# Alıntı
***
Türkiye’deki sol ve sosyalist partiler ise olaya daha ideolojik bir çerçeveden yaklaştı. SOL Parti, EMEP (Emek Partisi), Türkiye Komünist Partisi (TKP) ve Türkiye Komünist Hareketi (TKH) gibi partiler yayımladıkları açıklamalarda İsrail’in İran’a saldırısını “emperyalist savaş politikalarının ürünü” olarak nitelediler. Bu partilere göre yaşananlar, ABD’nin Büyük Ortadoğu Projesi’nin yeni bir sahnesidir ve İsrail bu projede tetikçi rolü oynamaktadır. Sol Parti, Türkiye’yi bu emperyalist maceradan uzak durmaya çağırarak sınırlarımızdaki İncirlik Üssü ve Kürecik Radar Üssü gibi ABD/NATO tesislerinin derhal kapatılmasını talep etti. EMEP de benzer biçimde, İsrail’e doğrudan destek verenler kadar sessiz kalanların da bu suça ortak olduğunu belirtti ve AKP iktidarının ABD’ye bağımlı politikaları nedeniyle İsrail’le uyumlu hareket etmek zorunda kaldığını savundu. TKP ve TKH’nin açıklamalarında ise İsrail’in sadece bölge için değil, dünya barışı için tehdit olduğu ifade edildi; Türkiye’nin ve bölgedeki bazı yönetimlerin bu sürece dahil olarak “savaşa ortak oldukları” eleştirisi getirildi. TKH özellikle, geçmişte “BOP eşbaşkanı” olmaya soyunanların bugün Filistin davası için timsah gözyaşları dökmesine rağmen İsrail’le askeri ve ticari işbirliğine devam ettiğini hatırlatarak AKP’yi emperyalizmin kadim işbirlikçisi olmakla suçladı. Özetle, Türkiye’deki sol muhalefet, hükümetin söylemde İsrail’e karşı gibi görünürken pratikte ABD-İsrail eksenine fazla ses çıkarmadığını iddia ederek, daha somut yaptırımlar ve net bir duruş talep ediyor.
***
# Verilen kayıtlar
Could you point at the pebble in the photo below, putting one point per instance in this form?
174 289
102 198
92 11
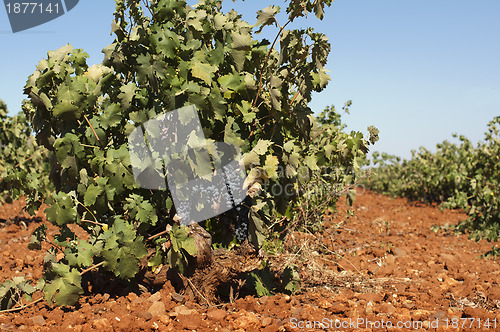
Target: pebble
101 324
217 314
157 309
267 321
155 297
177 297
144 315
38 320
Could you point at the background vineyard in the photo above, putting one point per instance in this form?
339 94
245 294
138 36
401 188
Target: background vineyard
458 175
250 93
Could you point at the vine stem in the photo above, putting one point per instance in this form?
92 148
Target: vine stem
21 307
92 267
157 235
95 134
267 58
19 164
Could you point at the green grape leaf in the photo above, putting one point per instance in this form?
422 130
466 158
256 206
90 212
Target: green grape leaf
61 209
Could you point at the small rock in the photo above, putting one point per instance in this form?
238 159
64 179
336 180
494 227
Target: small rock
388 308
217 314
338 308
398 252
369 308
38 320
267 321
157 309
132 296
144 315
439 315
296 312
155 297
101 324
177 297
263 299
181 310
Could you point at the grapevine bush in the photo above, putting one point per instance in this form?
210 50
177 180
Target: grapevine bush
458 175
23 164
250 93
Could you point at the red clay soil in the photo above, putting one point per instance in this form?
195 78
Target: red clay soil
381 269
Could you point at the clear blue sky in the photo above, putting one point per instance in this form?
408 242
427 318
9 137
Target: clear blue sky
417 70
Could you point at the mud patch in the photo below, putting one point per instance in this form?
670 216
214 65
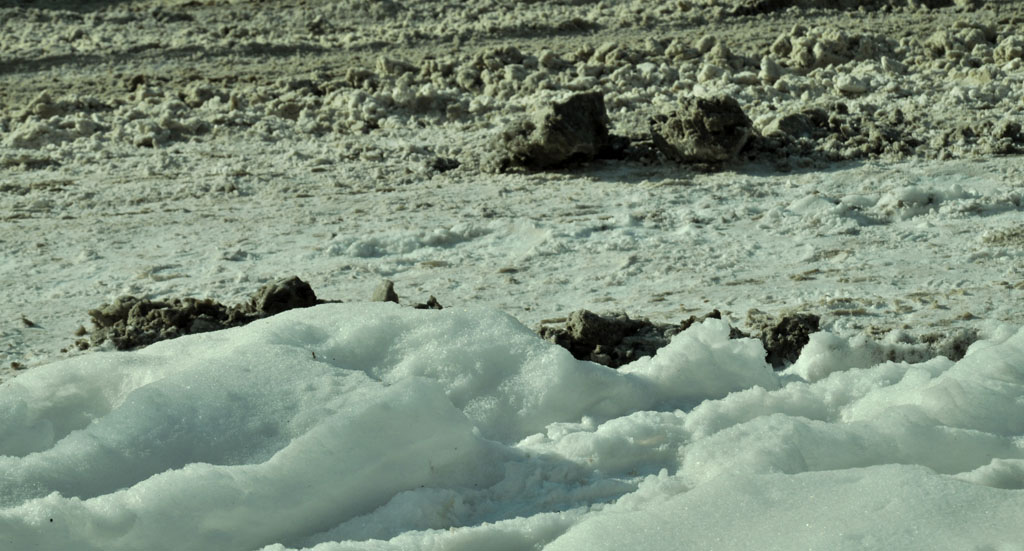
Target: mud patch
562 133
702 130
132 323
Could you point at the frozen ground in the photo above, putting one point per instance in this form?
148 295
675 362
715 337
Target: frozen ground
166 150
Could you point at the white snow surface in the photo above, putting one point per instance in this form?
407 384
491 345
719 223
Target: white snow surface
378 426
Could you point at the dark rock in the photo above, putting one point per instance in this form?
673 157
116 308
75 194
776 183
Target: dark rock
131 323
610 340
561 134
443 164
283 295
430 304
702 130
385 292
783 338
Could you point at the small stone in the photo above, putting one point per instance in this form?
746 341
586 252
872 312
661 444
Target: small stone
702 130
559 134
770 71
892 66
385 292
851 85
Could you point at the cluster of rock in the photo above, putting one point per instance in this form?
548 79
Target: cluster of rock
611 340
616 339
132 323
813 92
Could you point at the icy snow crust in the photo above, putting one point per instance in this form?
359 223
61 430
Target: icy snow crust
375 426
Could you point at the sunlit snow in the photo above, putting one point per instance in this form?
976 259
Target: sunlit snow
376 426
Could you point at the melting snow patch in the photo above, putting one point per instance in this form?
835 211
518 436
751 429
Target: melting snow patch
372 426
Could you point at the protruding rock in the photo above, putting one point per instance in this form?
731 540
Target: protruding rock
702 130
283 295
385 292
563 133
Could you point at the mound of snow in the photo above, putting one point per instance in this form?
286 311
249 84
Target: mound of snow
373 426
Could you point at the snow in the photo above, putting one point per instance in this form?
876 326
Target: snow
378 426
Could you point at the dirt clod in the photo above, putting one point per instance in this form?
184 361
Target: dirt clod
611 340
559 134
132 323
702 130
385 292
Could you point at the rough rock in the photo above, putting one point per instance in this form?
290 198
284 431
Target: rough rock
702 130
132 323
385 292
783 338
559 134
283 295
611 340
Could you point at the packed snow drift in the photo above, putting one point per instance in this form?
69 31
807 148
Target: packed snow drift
377 426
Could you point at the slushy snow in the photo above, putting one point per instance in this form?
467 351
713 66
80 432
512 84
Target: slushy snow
375 426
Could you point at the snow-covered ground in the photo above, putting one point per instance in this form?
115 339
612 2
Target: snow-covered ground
378 426
168 150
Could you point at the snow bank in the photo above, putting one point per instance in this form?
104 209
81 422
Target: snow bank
373 426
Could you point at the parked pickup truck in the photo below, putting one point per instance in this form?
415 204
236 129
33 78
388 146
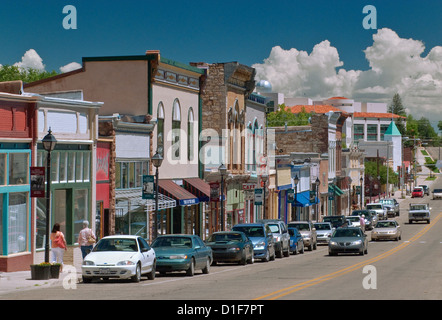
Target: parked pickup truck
392 206
419 212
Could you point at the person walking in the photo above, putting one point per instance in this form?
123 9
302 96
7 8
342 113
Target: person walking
58 245
86 239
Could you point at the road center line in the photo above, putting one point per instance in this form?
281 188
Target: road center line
286 291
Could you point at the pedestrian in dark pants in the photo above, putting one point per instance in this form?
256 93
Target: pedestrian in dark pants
86 239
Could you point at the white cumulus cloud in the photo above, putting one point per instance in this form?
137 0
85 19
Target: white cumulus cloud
70 67
397 65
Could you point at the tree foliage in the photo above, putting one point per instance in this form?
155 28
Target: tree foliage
284 117
12 73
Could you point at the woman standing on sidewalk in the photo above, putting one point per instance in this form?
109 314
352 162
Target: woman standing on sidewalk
58 245
86 239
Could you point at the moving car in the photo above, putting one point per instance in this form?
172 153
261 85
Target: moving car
296 241
231 246
437 194
392 207
280 235
308 231
379 208
261 237
418 192
419 212
324 230
336 221
182 252
120 257
348 240
386 229
370 217
426 189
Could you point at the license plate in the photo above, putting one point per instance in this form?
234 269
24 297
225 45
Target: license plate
104 271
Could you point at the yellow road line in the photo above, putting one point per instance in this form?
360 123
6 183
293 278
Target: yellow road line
286 291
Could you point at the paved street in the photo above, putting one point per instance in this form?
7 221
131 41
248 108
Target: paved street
405 269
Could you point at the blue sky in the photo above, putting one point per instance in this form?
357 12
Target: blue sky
243 31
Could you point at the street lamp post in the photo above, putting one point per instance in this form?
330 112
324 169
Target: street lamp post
317 182
222 170
295 181
157 160
264 179
49 143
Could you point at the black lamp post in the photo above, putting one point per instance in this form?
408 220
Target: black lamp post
157 160
223 171
49 143
317 182
296 181
264 179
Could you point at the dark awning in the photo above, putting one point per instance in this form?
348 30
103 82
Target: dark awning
171 189
198 187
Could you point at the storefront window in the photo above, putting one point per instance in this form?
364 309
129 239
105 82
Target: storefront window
18 168
18 217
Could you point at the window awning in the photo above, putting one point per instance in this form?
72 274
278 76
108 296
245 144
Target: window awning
171 189
198 187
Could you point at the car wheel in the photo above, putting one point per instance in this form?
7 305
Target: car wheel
206 269
137 276
191 271
151 274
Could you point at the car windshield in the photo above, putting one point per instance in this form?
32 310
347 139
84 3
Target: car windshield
274 228
178 242
251 231
116 244
322 226
300 226
225 237
344 232
386 224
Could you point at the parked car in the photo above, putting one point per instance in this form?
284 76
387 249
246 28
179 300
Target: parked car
370 217
418 192
426 189
261 237
336 221
231 246
379 208
392 207
120 257
296 241
386 229
437 194
324 231
308 232
348 240
280 235
419 212
182 252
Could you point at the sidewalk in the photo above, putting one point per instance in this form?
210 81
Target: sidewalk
21 280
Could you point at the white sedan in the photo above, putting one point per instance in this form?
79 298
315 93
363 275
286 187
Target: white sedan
120 257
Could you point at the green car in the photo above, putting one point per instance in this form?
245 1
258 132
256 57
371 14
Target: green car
182 252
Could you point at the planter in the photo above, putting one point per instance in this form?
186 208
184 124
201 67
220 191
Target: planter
55 271
40 272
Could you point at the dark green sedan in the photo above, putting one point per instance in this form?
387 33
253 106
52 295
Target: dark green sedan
182 252
231 246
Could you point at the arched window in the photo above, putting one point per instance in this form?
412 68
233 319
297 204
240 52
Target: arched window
176 128
160 129
190 135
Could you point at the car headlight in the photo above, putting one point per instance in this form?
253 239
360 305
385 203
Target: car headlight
179 256
260 245
126 263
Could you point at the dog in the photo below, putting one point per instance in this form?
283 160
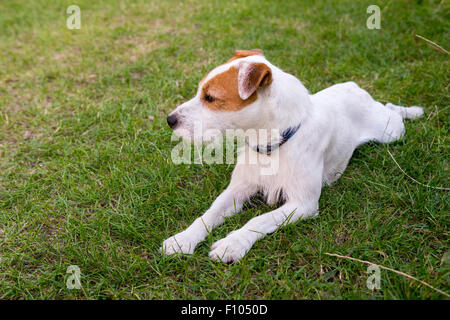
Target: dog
318 134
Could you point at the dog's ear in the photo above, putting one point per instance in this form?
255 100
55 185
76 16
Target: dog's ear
252 76
245 53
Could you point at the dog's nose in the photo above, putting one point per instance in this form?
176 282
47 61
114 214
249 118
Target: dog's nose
172 120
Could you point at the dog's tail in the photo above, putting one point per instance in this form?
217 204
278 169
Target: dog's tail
406 112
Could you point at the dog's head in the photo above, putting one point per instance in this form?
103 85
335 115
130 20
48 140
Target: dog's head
232 96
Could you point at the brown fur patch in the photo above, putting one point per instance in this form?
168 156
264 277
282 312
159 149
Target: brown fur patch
245 53
221 92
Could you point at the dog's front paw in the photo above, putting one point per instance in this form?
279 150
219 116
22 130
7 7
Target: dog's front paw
179 243
230 249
***
# İstenenler
1/ Kayıtlarda "post" dizgesini içeren bütün satırları ayıklayın ve alt alta yazın.
2/ Sol partilerin İsrail'in İran'a saldırısına tepkisini anlatan alıntıyı, son cümlesinden sonra kaldığı yerden sürdürün.

# Yanıtlar
1/
Could you point at the street lamp post in the photo above, putting one point per instance in this form?
Target: street lamp post
Could you point at the black lamp post in the photo above, putting one point per instance in this form?
Target: black lamp post

2/
Türkiye’de dış politika çevreleri ve uzmanlar da gelişmeleri yakından takip ederek uyarılarda bulundu. Emekli diplomat Faruk Loğoğlu, İsrail’in İran’a saldırısında ABD’nin rolüne dikkat çekerek bu operasyonun “sadece İsrail’in inisiyatifiyle değil, ABD’nin İran’ı hedef alan stratejisinin bir parçası olarak” görülmesi gerektiğini vurguladı. Loğoğlu, Trump’ın “gerekirse İsrail’i savunuruz” sözlerinin sürpriz olmadığını, Washington’ın uzun yıllardır Tahran’a düşmanca politikalar güttüğünü hatırlattı. Eski büyükelçi ayrıca Türkiye’ye dair önemli bir noktaya değindi: İncirlik Üssü ve Malatya Kürecik Radar Üssü. Loğoğlu, Kürecik’te konuşlu radar sisteminin doğrudan İran’a karşı kurulduğunu ve “orada toplanan istihbaratın İsrail’le paylaşıldığı” yönündeki iddiaların Türkiye’yi zor durumda bırakabileceğini ifade etti. Bu nedenle Ankara’nın, İsrail-İran geriliminde kendi topraklarındaki ABD/NATO varlıklarının olası kullanımlarına karşı uyanık olması gerektiğini söyledi.

Son olarak, akademisyen ve bölge uzmanları da Türkiye’nin bu krizden kaçınılmaz olarak etkileneceğini belirtiyor. Ortadoğu’daki savaş ihtimalinin Türkiye’nin güvenliğine ve ekonomisine ciddi yansımaları olacağı konusunda uyarılar yapılıyor. Uzmanlar, İran ile İsrail arasındaki bir sıcak çatışmanın gerek mezhep eksenli gerilimler gerek mülteci akınları gerekse enerji piyasaları üzerinden Türkiye’yi de zor durumda bırakabileceğine işaret ediyor. Bu nedenle “barıştan yana bölgesel inisiyatiflerin” güçlendirilmesi, Türkiye’nin diplomatik kanalları açık tutarak çatışmayı durdurma çabalarına katkı sunması gerektiği görüşü dillendiriliyor. Özellikle içeride ve dışarıda barış yanlısı kamuoyu, hükümete İsrail karşısında net durma ve somut adımlar atma çağrıları yaparken, aynı zamanda İran’la da diyaloğun koparılmaması gerektiğini savunuyor.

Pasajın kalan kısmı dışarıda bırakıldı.